Selected text
## start

I'll gladly do offlimits if I can put your guys phone numbers on all the flyers  

Thoughts????

Keep in mind payouts can only go so far even at 100%, you loose the allureof $6k to add some cauchie returns then your always fishn for 10th- AND theres more....hmmmm.......  

Nip


----------



## Procraftboats21 (Apr 6, 2004)

Heck the river isn't even tough this year, limit catches are easy to come by and It will be even better next year!

Thats 2 votes for the river Nip... you can make it happen


----------



## Nipididdee (Apr 19, 2004)

cool! thats a mere $19,600 for me to come up with


----------



## Cull'in (Nov 21, 2005)

No go on three NOAA events at $80 a crack! Let's say gas is $3.50 a gallon next year. You want me to fill up my boat and truck, practice say one time, fill up again for the event finish 4th and win $300? Not happen'in!

The idea in any tournament is to win but with all that's involved most of us consider it a good show if we "make the money". After all the team that wins did'nt necessarily fish harder or outwork teams 2-6, they may have just got one lucky big bite. 
You can pay out however many places you want , 6,7, 10 whatever, I'm just saying even the money out more from top to bottom and try and reward ALL the top finishers for their effort. Too many tournaments with "win all or win nothing" setup. Just not practical in a sport like ours.

I like the river for an NOAA event not a "Madness" type deal. 
I think them Erie smallmouth got Nip spoiled!


----------



## bassjerk (Apr 13, 2004)

Hey what about an erie madness?


----------



## mikeshookset (Feb 28, 2005)

well its a 2 fold story you can either fish to win or fish to place when i win i like to see big paychecks for that effort. i seen a circuit start spreading out the money and when guys won 1st place they wasnt all that happy anymore and the circuit ended up folding because participation droped of after a couple years. my idea is no risk no gain. gas prices definatley suck no dought there but why should 1st place loose money to pay for 2nd place and down finishers gas? winning takes alot of effort and time and dedication and win a fisherman reaches that goal  its time then to take home the big money lol FISH TO WIN LOL $$$$$ its just my thought take it or leave it no big deal i am not trying to affend any one.


----------



## Nipididdee (Apr 19, 2004)

I love it all!!! You guys are awesome!!! 

How about a 2 day erie event paying down the top 59 from 100, the lower 40 go fish the river for 2 days and the top 10 of it do a one day on Portage. First place is who ever ends up 60th overall- their entry is returned.  

I'm still laughing, I hope you all are too.

From talking with several others I keep hearing "if it aint broke dont fix it"- is it possible we hit the nail on the head from word go??? Anglers dont like changes either- throws charma off or somethin,makes my phone ring.

I just wanna try to make things opportunistic for the angler. All anglers- the experienced to the just starting. The ones who fish for first, and those looking to hopefully get first, but have enough returned to keep their season going. 

You guys also keep forgetting about the "AND there's more...." part.

All I can say is I am very much looking forward to 2007 as an angler, moreso than ever before.

I lost my right fin this year- I may just have to stick with lado....???? You guys took a toll on me this season!!!!

## end

Position identification records:
## start

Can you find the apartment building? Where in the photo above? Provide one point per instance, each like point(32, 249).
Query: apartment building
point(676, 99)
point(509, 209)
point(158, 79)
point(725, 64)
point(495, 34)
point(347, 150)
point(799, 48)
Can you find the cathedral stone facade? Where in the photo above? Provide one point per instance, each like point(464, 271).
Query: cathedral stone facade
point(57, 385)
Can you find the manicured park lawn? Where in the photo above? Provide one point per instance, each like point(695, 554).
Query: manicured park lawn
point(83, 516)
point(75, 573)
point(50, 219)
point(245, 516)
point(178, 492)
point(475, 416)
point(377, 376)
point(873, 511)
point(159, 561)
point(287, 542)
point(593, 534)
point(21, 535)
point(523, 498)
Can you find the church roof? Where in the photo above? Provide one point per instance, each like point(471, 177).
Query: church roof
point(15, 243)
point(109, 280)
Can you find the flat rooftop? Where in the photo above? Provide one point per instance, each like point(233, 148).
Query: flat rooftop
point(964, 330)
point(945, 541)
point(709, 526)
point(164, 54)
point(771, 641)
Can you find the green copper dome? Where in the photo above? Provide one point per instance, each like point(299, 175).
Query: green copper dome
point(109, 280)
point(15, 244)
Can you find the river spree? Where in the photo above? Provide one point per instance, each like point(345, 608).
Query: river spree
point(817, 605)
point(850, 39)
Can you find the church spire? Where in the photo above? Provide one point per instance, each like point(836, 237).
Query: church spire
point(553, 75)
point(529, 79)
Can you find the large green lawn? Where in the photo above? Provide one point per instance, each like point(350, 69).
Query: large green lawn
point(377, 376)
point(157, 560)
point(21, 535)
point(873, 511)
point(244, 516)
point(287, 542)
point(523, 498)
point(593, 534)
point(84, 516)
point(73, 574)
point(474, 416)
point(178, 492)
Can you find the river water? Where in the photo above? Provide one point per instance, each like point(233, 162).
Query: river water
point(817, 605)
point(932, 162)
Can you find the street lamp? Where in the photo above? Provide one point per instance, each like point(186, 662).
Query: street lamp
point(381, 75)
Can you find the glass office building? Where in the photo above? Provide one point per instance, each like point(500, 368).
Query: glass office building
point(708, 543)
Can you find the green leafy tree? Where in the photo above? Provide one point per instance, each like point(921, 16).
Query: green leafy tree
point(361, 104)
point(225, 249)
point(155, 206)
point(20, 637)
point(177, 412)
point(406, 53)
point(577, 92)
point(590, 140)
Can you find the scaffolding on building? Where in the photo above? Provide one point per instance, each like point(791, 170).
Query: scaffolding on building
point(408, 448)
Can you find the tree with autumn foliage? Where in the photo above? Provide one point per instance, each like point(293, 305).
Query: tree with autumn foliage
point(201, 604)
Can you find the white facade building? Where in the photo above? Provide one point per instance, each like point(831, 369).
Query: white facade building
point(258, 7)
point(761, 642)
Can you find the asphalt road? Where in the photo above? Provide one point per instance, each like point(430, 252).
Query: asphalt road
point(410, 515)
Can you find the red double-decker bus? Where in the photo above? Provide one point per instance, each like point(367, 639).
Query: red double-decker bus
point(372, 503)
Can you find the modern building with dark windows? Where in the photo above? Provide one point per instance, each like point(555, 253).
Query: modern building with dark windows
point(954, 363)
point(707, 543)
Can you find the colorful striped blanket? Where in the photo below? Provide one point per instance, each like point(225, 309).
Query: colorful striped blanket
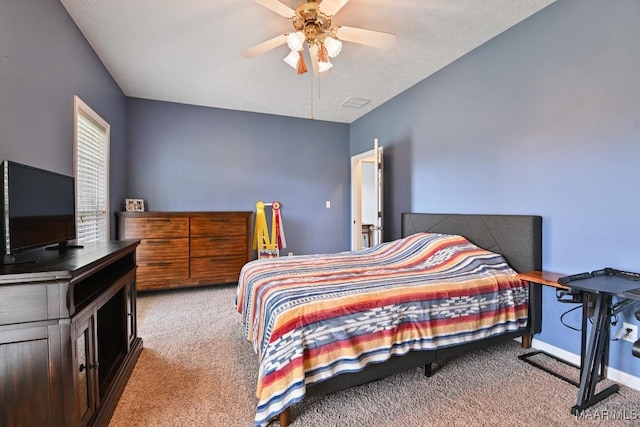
point(313, 317)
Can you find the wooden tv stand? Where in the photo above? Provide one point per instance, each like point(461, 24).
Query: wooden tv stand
point(68, 338)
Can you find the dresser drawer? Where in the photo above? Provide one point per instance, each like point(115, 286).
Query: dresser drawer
point(218, 225)
point(155, 227)
point(161, 272)
point(219, 246)
point(221, 269)
point(161, 249)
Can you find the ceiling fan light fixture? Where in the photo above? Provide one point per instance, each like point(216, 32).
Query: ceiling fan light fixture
point(324, 66)
point(292, 59)
point(322, 53)
point(302, 67)
point(333, 46)
point(296, 40)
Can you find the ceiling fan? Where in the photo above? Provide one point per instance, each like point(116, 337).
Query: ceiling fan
point(312, 24)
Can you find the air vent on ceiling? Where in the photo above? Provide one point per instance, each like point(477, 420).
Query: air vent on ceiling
point(354, 102)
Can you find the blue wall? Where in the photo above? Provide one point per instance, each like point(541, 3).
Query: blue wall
point(44, 62)
point(544, 119)
point(183, 157)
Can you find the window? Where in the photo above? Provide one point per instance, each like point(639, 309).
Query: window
point(91, 166)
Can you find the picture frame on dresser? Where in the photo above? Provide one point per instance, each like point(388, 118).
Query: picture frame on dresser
point(134, 205)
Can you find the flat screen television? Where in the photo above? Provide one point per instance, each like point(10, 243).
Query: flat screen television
point(38, 209)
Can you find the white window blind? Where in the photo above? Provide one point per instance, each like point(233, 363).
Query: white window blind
point(92, 174)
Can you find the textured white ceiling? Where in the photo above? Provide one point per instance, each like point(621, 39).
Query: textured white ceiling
point(188, 51)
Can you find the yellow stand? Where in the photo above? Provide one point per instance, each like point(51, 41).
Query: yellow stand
point(267, 244)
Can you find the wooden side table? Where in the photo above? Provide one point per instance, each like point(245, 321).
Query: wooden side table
point(548, 278)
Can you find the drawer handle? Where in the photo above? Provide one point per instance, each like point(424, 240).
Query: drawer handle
point(82, 366)
point(219, 239)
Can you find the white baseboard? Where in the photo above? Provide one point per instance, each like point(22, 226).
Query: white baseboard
point(612, 374)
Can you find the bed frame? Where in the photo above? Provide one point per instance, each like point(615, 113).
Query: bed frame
point(517, 237)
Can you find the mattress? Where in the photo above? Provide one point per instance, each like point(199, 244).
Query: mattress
point(313, 317)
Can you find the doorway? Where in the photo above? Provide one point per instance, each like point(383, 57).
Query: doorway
point(366, 198)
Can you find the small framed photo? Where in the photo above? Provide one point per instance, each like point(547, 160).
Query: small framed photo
point(134, 205)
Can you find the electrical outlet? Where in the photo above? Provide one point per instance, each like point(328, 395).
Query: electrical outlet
point(631, 336)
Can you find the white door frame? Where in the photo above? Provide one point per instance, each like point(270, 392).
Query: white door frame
point(356, 196)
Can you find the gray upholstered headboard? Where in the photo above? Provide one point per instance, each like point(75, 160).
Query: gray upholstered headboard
point(518, 238)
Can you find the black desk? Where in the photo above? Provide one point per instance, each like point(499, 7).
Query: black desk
point(605, 287)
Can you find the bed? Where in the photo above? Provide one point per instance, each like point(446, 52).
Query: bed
point(321, 323)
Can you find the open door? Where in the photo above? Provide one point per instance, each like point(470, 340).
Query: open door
point(367, 198)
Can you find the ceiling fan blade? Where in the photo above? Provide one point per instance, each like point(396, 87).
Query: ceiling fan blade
point(367, 37)
point(279, 8)
point(331, 7)
point(263, 47)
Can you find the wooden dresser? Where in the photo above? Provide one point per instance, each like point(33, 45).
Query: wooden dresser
point(68, 334)
point(180, 249)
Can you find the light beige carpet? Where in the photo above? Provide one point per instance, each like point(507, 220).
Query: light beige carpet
point(196, 369)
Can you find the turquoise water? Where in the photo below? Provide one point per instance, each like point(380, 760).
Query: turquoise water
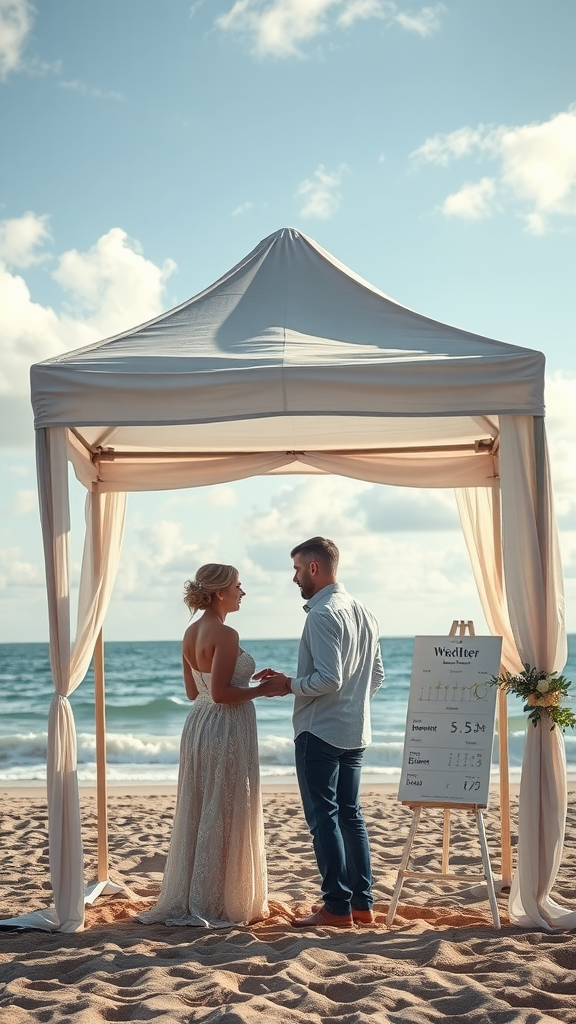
point(147, 708)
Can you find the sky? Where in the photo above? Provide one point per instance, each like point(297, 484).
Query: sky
point(148, 146)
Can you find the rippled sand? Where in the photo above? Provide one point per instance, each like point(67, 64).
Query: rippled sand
point(441, 961)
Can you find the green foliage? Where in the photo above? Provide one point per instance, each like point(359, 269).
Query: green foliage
point(543, 692)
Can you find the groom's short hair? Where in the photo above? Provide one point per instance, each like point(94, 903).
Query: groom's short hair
point(319, 549)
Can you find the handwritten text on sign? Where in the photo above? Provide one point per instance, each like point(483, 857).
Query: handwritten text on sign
point(450, 720)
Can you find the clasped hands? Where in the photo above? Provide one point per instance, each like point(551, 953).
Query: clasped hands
point(276, 684)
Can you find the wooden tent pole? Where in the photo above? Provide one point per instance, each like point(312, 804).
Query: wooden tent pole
point(99, 708)
point(101, 791)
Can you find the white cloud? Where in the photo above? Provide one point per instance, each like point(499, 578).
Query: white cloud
point(110, 288)
point(113, 286)
point(424, 23)
point(221, 497)
point(536, 174)
point(22, 238)
point(25, 501)
point(87, 90)
point(16, 17)
point(160, 560)
point(321, 195)
point(471, 202)
point(279, 28)
point(243, 208)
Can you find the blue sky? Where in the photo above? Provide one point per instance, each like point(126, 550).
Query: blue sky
point(148, 146)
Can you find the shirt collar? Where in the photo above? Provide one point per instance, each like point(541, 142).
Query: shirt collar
point(322, 596)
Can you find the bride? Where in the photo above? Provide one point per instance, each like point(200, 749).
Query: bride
point(215, 871)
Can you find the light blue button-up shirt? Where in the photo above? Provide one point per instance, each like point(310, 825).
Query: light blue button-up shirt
point(339, 670)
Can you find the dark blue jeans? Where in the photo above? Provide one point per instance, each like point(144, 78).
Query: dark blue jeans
point(329, 781)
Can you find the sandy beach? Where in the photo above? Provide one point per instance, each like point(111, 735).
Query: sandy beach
point(441, 960)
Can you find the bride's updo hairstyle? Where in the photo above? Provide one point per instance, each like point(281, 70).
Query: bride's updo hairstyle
point(208, 580)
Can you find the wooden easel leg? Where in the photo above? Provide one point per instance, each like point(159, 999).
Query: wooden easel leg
point(403, 865)
point(488, 870)
point(446, 841)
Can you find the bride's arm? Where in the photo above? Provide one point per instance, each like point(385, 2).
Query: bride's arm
point(190, 682)
point(221, 672)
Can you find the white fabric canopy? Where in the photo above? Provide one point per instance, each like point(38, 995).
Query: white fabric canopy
point(292, 363)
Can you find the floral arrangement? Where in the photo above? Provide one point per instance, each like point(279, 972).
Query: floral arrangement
point(542, 691)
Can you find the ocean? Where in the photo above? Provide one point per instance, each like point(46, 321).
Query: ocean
point(147, 708)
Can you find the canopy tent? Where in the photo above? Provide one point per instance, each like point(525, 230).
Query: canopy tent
point(292, 363)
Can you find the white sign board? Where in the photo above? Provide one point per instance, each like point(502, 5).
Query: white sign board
point(450, 720)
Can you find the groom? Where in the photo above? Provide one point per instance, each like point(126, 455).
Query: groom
point(339, 670)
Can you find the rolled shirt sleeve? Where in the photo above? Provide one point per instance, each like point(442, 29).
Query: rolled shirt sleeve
point(321, 647)
point(377, 671)
point(339, 670)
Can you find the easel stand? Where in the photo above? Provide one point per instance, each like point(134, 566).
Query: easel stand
point(458, 628)
point(445, 875)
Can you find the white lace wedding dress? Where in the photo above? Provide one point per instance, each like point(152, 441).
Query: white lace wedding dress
point(215, 871)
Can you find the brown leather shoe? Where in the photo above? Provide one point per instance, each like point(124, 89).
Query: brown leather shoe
point(363, 916)
point(323, 918)
point(359, 916)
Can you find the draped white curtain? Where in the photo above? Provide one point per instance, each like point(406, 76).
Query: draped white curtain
point(105, 515)
point(519, 578)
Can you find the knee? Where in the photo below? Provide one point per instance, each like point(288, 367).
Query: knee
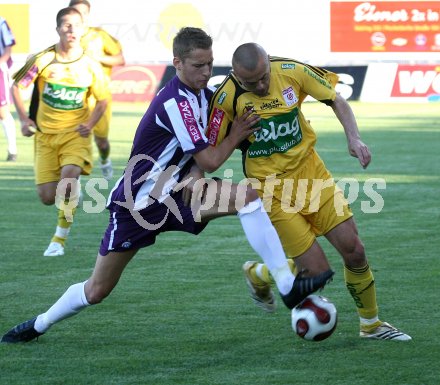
point(251, 195)
point(354, 255)
point(95, 294)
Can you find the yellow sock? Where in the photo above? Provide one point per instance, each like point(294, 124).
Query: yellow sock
point(63, 226)
point(260, 273)
point(360, 284)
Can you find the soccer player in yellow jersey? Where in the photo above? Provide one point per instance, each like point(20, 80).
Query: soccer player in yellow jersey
point(65, 77)
point(105, 49)
point(298, 191)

## end

Prompt 1
Write out the fishing tournament thread from "How about a" through "all are too.", inclusive.
Prompt 2
In the records, edit the lines between the first line and the line containing "point(57, 385)", inclusive, so that "apartment building" becomes "office building" and nothing else changes. Return only those lines.
The fishing tournament thread and the records have no connection to each other.

Complete answer 1
How about a 2 day erie event paying down the top 59 from 100, the lower 40 go fish the river for 2 days and the top 10 of it do a one day on Portage. First place is who ever ends up 60th overall- their entry is returned.  

I'm still laughing, I hope you all are too.

Complete answer 2
Can you find the office building? Where in the photo above? Provide one point per instance, each like point(32, 249).
Query: office building
point(676, 99)
point(509, 209)
point(158, 79)
point(725, 64)
point(495, 34)
point(347, 150)
point(799, 48)
Can you find the cathedral stone facade? Where in the photo above? Provide one point per instance, each like point(464, 271).
Query: cathedral stone facade
point(57, 385)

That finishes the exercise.